- _Texto da página_:
####################
Segundo ela, esse seria um primeiro momento para que o sistema de saúde possa estar adequado para lidar com as questões apresentadas pela população atingida. “O MPMG entende que a criação desse protocolo é importante, mas tem que ser só o primeiro passo. Só o protocolo não vai resolver, mas é um primeiro passo para a criação de uma linha de cuidado”, disse.
Diferente de quando houve a visita na Região 2, em novembro, nessa Roda de Conversa a Secretaria de Estado de Saúde de Minas Gerais (SES-MG) não pôde participar. Foi informado que as equipes estão mobilizadas nas ações relacionadas ao combate da Dengue.
Inquéritos foram instaurados para investigar danos das enchentes e aterro no Citrolândia
Assim como havia sido informado durante a visita realizada em novembro, a promotora Shirley Machado reforçou que foi instaurado um inquérito civil público, pela Promotoria de Belo Horizonte, com objetivo de investigar os danos causados pelas enchentes à população ribeirinha. Segundo ela, nesse procedimento há um pedido de perícia para avaliar esses danos e a relação com o rompimento da barragem da Mina Córrego do Feijão.
Outra demanda, dessa vez das comissões das comunidades São Salvador e Dicalino Cabral, de Betim, teve a abertura de um inquérito para investigação. A promotora Shirley informou que a Promotoria de Justiça de Betim vai apurar a questão relatada pelas atingidas sobre o aterro do Citrolândia, localizado na comunidade São Salvador.
Busca por reconhecimento no PTR continua como luta de comunidades da R2
Uma equipe da Fundação Getúlio Vargas (FGV), gestora do Programa de Transferência de Renda (PTR), participou do momento de devolutiva. Com isso, as lideranças atingidas puderam reforçar suas demandas para reconhecimento de suas comunidades enquanto elegíveis no programa.
Marcela Jannuzzi, da FGV, informou que o estudo técnico para inclusão da comunidade de Bom Jardim, do município de Mário Campos, está sendo feito e assim que estiver concluído será enviado para definição pelas IJs.
Outra comunidade que busca o seu reconhecimento é a Ocupação Santa Fé, localizada em Juatuba. A atingida Canaã da Silva Farias explicou para as promotoras e para a equipe da FGV que o CRAS, que realizou o cadastramento das famílias, assim como as correspondências que chegam, considera a comunidade como sendo parte do bairro Eldorado, que atualmente está incluído no PTR.
####################
- _Registros extraídos_:

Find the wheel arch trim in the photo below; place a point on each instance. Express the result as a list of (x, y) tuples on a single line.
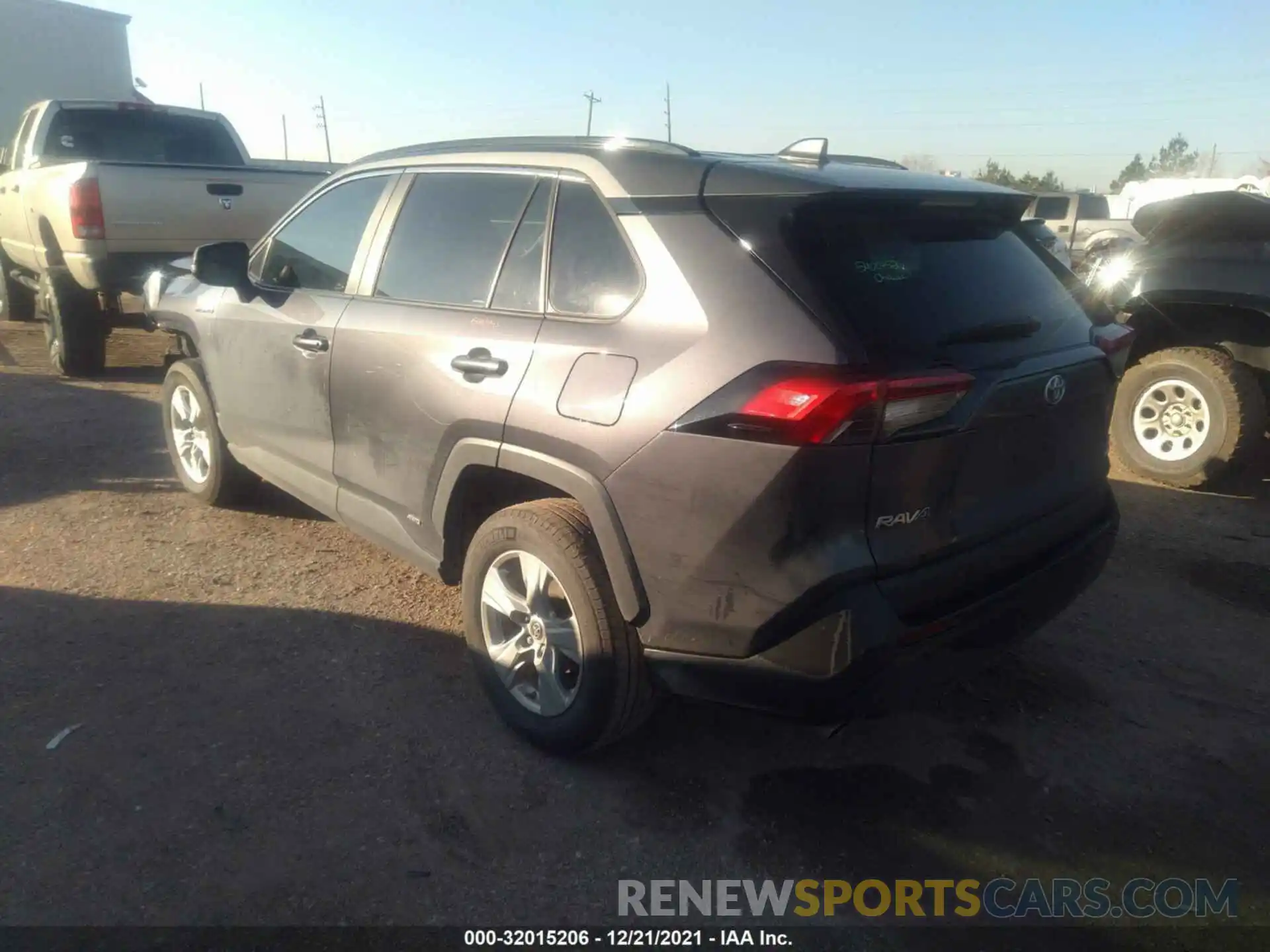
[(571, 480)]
####################
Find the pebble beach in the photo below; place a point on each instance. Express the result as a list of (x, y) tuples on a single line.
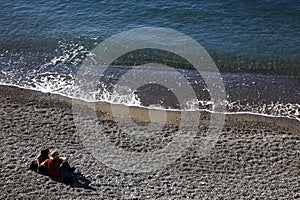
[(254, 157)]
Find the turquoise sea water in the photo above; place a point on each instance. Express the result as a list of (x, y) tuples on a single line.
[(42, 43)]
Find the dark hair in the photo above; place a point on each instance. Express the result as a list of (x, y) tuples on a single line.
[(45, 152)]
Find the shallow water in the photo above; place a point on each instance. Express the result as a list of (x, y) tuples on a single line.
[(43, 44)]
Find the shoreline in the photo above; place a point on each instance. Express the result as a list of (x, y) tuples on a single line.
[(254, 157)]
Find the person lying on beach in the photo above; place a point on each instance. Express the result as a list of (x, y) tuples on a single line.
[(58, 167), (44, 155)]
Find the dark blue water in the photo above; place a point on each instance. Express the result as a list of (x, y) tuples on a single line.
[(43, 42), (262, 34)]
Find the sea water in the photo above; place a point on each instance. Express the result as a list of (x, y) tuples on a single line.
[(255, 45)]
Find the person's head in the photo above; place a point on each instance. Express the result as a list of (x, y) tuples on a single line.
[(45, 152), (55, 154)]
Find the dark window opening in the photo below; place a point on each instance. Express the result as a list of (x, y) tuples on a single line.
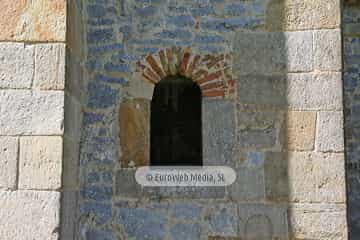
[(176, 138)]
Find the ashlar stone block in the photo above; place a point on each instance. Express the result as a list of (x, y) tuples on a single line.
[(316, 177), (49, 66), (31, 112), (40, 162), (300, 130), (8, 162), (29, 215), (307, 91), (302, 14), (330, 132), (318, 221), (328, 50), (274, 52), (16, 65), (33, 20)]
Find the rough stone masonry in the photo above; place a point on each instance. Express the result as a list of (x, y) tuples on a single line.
####################
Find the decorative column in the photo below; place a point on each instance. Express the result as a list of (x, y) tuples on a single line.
####################
- _Tarefa proposta 1_: Segundo o texto da página, em qual município fica a Ocupação Santa Fé?
- _Tarefa proposta 2_: Resuma o texto da página em duas frases.
- _Tarefa proposta 3_: Que lugares o texto da página chama de comunidade? Liste todos.
Os registros são um material à parte, sem relação com o texto da página.

- _Resposta completa 1_: Em Juatuba.

- _Resposta completa 2_: A promotora Shirley Machado informou que foram instaurados inquéritos para investigar os danos das enchentes à população ribeirinha e o aterro do Citrolândia, na comunidade São Salvador, em Betim. Uma equipe da FGV, gestora do PTR, participou da devolutiva, e as lideranças atingidas reforçaram seus pedidos para que comunidades como Bom Jardim e a Ocupação Santa Fé sejam reconhecidas no programa.

- _Resposta completa 3_: São Salvador, Dicalino Cabral, Bom Jardim, Ocupação Santa Fé